PROVIDED PASSAGE:
____

You are making broad assumptions that do not always hold true. Perhaps I am the exception to your first paragraph, but I know plenty my age who continued to add job skills, education, and information and are making as much now and found jobs. True, it can take longer but this is not a foregone conclusion. Luck plays a role but so does seeing the writing on the wall and taking proactive steps to prepare before s*it hits. I warned my own father for 4 years that his company was showing all the signs of failure but he had worked there since he was 16. He made it through to retirement but it was hell when they were purchased by a foreign company. Many just go to work and have the work ethic part, but don't lift their heads up enough to see what is happening.
Those I see stuck in your example, with good work ethics 1)Stayed in the same job with no advancement for too long, 2)Have resumes that look like they have no stability (and yes, it is hard to balance 1 and 2), 3)Are in glutted markets and are unable or unwilling to move to a better market, 4)Have health or other issues that make them less employable, and 5)in pharma in particular stayed in what was supposed to be an entry level job well into their 50s. At least in pharma, the job losses had absolutely nothing to do with Bush tax cuts. Nothing. It was corporate excess and the stupid share of voice model.

____

YOUR TASKS:
[A] Answer these from the comment about job losses:
(i) For how many years did the writer warn their father about his company?
(ii) At what age did the father start working at that company?
(iii) In pharma, what does the writer say the job losses were caused by?
[B] Swap "father" for "uncle" in the comment about job losses, starting with "You are making" and going on through "what is happening.", and write out that part.
[C] Carry on the comment about job losses with the next part.
The rows that come next have nothing to do with the work on this comment.

____

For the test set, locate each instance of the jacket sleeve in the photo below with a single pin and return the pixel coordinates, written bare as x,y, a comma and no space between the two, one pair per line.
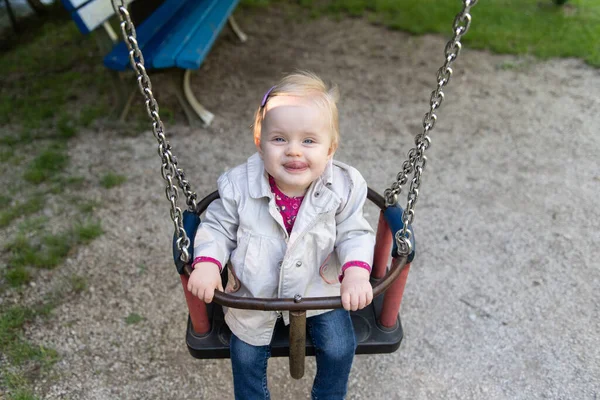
355,239
216,236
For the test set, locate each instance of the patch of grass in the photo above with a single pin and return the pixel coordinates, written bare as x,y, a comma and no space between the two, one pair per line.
88,231
4,201
49,163
38,249
87,207
78,283
65,127
16,349
537,27
17,276
19,351
90,114
31,206
52,70
60,183
133,318
111,180
17,386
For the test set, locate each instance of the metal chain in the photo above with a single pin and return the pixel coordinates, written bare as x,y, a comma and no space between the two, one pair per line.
417,160
169,168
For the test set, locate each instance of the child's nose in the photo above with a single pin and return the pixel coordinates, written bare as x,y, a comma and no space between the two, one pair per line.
294,149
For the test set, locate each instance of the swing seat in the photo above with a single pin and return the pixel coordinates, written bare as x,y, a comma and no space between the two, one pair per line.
376,329
371,336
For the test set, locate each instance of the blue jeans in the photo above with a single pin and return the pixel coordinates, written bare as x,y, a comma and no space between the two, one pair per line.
332,335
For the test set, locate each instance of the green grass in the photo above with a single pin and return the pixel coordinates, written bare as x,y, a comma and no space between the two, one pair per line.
31,206
21,353
33,247
48,164
110,180
17,349
537,27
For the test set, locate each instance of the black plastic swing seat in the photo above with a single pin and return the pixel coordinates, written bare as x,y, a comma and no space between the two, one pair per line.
370,336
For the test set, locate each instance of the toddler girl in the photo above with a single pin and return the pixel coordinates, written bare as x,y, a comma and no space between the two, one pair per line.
290,222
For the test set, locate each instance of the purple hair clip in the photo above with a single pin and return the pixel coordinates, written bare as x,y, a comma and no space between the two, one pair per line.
266,97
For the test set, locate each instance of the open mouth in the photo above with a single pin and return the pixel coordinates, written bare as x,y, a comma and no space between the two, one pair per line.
295,166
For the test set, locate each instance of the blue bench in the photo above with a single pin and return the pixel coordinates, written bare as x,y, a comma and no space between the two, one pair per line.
177,36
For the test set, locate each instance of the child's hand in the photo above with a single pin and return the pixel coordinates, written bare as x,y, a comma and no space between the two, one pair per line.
205,278
356,290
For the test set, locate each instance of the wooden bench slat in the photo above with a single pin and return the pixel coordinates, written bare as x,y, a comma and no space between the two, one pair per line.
72,5
166,52
93,14
150,30
197,47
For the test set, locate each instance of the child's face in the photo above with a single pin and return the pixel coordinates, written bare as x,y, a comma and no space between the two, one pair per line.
296,142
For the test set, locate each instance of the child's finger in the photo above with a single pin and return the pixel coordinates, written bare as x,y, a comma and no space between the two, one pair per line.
362,300
208,294
346,301
354,301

____

EXERCISE RESULTS:
[A]
(i) 4 years
(ii) 16
(iii) Corporate excess and the stupid share of voice model

[B]
You are making broad assumptions that do not always hold true. Perhaps I am the exception to your first paragraph, but I know plenty my age who continued to add job skills, education, and information and are making as much now and found jobs. True, it can take longer but this is not a foregone conclusion. Luck plays a role but so does seeing the writing on the wall and taking proactive steps to prepare before s*it hits. I warned my own uncle for 4 years that his company was showing all the signs of failure but he had worked there since he was 16. He made it through to retirement but it was hell when they were purchased by a foreign company. Many just go to work and have the work ethic part, but don't lift their heads up enough to see what is happening.

[C]
Obviously there are many other examples and the worst are the stories where an older, experienced worker has to train the younger, cheaper replacement. But for every story I hear like that, I can tell you one of workers willing to take pay or benefit cuts to prevent layoffs. Not everyone is given that choice, obviously. Companies are not always fair but this is not a new phenomenon. When unemployment was arguably too low, 4% or so, people who couldn't walk and talk at the same time had jobs. Sadly, even those with solid qualifications grew complacent and saw no reason to get additional education or to push to learn more about other departments, or to define what was changing and how to stay viable. Now corporate greed and a market with high unemployment allows them to make decisions that put older workers at risk. Cutting costs is acceptable right now, no matter what. Again, not the fault of the Bush tax cuts. I could just as easily put the entire blame on fannie and freddie but we all know the reality is more complex.There were many trained to be steel workers with no other skills who ended up out of work in the past.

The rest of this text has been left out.